*** Opening of Text passage ***

The prediction performance of DNN with Top N features (Philippines).

Top N Precision Recall F1-score Accuracy ROC PRC FPR FNR
5 0.9394 0.9958 0.9668 0.9359 0.5269 0.9696 0.9421 0.0042
10 0.9409 0.9926 0.9661 0.9347 0.5388 0.9702 0.9151 0.0074
15 0.9398 0.9942 0.9662 0.9349 0.5299 0.9697 0.9344 0.0058
20 0.9397 0.9929 0.9656 0.9337 0.5293 0.9696 0.9344 0.0071
25 0.9393 0.9939 0.9659 0.9342 0.5259 0.9695 0.9421 0.0061
27 0.9399 0.9955 0.9669 0.9362 0.5306 0.9698 0.9344 0.0045

From the above experimental results, we could find that the proposed approach which integrates deep learning method (DNN) with hybrid methods (feature selection and instance clustering) performs very well in predicting mortality risk in patients with COVID-19 under fewer features.

4.5. Summary of experimental results

To investigate the prediction performance difference, we first build DNN model with the COVID-19 dataset provided by Pourhomayoun and Shakibi (2021). We find that the built DNN model outperforms than ANN model by Pourhomayoun and Shakibi (2021) in the criteria, Recall, F1-score, Accuracy, ROC, and PRC.

*** Close of Text passage ***

**Required work:**
1. Please write out the text on DNN prediction performance, everything from "From the above" down to "ROC, and PRC.".
2. State whether each statement agrees with the text on DNN prediction performance. Answer yes or no, and quote the deciding words of the text. (a) The table of results concerns the Philippines. (b) The proposed approach joins DNN with feature selection and instance clustering. (c) The approach performs very well only when many features are used.
3. Summarize the text on DNN prediction performance in two sentences.

*** Opening of Data extract ***

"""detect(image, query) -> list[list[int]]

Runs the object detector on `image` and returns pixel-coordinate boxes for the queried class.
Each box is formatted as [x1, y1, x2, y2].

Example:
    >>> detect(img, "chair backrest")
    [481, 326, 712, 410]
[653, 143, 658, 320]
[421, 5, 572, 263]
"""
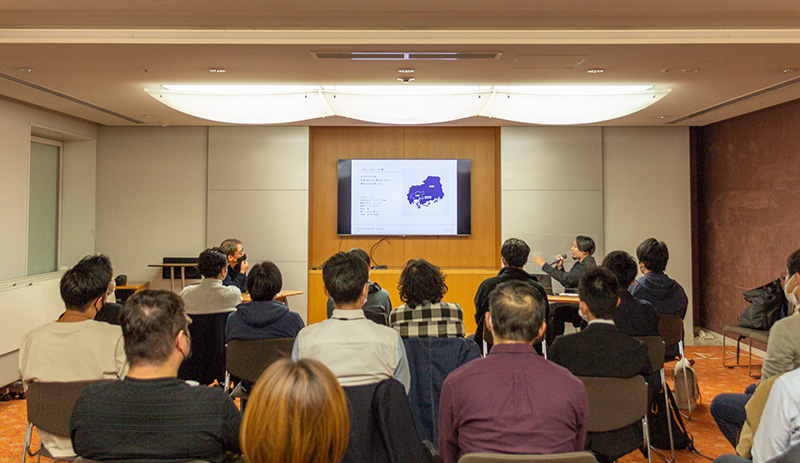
[225, 338, 294, 383]
[364, 311, 389, 326]
[403, 338, 481, 443]
[458, 452, 597, 463]
[658, 314, 683, 346]
[636, 336, 666, 372]
[578, 375, 648, 432]
[26, 380, 110, 437]
[342, 379, 427, 463]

*** Close of Data extract ***

**Numbered responses:**
1.
From the above experimental results, we could find that the proposed approach which integrates deep learning method (DNN) with hybrid methods (feature selection and instance clustering) performs very well in predicting mortality risk in patients with COVID-19 under fewer features.

4.5. Summary of experimental results

To investigate the prediction performance difference, we first build DNN model with the COVID-19 dataset provided by Pourhomayoun and Shakibi (2021). We find that the built DNN model outperforms than ANN model by Pourhomayoun and Shakibi (2021) in the criteria, Recall, F1-score, Accuracy, ROC, and PRC.

2.
(a) Yes: "The prediction performance of DNN with Top N features (Philippines)."
(b) Yes: "integrates deep learning method (DNN) with hybrid methods (feature selection and instance clustering)"
(c) No: "performs very well in predicting mortality risk in patients with COVID-19 under fewer features."

3. A table reports how a DNN performs on the Philippines with the top 5 to 27 features. The authors conclude that joining the DNN with feature selection and instance clustering predicts COVID-19 mortality risk very well with fewer features, and that a DNN built on the dataset from Pourhomayoun and Shakibi (2021) beat those authors' ANN model on Recall, F1-score, Accuracy, ROC, and PRC.